**Your task**
Collect every line of the listing below that contains the string "palace".

**Exercise input**
·····

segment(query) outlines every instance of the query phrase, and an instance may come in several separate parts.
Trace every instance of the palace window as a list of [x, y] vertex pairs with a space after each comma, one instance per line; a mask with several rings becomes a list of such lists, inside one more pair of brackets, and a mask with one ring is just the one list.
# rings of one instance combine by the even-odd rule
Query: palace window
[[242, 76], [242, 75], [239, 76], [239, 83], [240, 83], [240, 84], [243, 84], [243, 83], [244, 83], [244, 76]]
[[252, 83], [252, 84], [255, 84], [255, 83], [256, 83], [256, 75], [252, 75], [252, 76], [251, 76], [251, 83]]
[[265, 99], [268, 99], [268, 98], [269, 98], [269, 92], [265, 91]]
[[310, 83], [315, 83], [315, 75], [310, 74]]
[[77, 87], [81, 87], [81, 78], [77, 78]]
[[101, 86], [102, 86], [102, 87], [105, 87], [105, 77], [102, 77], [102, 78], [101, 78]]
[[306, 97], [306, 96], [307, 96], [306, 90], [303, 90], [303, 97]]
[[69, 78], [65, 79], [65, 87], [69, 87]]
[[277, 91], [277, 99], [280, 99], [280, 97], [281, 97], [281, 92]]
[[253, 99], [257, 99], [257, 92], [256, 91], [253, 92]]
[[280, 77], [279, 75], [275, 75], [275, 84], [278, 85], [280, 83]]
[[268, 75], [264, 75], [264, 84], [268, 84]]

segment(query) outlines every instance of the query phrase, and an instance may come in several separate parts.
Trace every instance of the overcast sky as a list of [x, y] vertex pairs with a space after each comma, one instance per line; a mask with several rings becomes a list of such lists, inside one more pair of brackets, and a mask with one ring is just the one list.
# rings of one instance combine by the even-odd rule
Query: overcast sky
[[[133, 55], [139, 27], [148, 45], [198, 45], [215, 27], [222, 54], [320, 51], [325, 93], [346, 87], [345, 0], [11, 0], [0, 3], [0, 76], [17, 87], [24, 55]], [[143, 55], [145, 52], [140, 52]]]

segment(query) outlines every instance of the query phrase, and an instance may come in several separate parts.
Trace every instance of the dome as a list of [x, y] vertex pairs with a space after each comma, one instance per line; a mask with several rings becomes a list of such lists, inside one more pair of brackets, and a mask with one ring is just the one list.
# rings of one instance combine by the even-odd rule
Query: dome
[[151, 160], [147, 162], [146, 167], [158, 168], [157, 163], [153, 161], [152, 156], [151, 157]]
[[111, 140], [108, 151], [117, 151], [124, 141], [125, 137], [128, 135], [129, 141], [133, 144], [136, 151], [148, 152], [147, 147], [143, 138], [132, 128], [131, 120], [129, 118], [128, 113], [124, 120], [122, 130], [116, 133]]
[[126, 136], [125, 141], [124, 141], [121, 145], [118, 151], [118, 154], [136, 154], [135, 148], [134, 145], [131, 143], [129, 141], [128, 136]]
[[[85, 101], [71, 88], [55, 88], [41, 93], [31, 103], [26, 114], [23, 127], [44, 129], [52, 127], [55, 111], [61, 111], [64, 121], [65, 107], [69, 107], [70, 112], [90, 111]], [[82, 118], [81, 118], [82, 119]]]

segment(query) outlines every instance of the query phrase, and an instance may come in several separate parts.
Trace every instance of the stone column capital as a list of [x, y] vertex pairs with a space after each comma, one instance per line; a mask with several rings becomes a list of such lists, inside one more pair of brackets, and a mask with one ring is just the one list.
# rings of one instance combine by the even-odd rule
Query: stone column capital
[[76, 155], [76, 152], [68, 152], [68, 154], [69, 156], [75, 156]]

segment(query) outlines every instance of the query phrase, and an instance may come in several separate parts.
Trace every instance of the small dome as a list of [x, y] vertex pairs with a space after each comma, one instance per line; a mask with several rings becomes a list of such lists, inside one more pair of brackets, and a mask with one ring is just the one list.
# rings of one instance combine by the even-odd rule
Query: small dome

·····

**Full solution**
Trace every instance of the palace window as a list of [x, y] vertex pairs with a space after each comma, one instance per line; a mask with several rings becomes a list of such lists, inside one more pair of brackets, and a mask with one ring is just the one list.
Query: palace window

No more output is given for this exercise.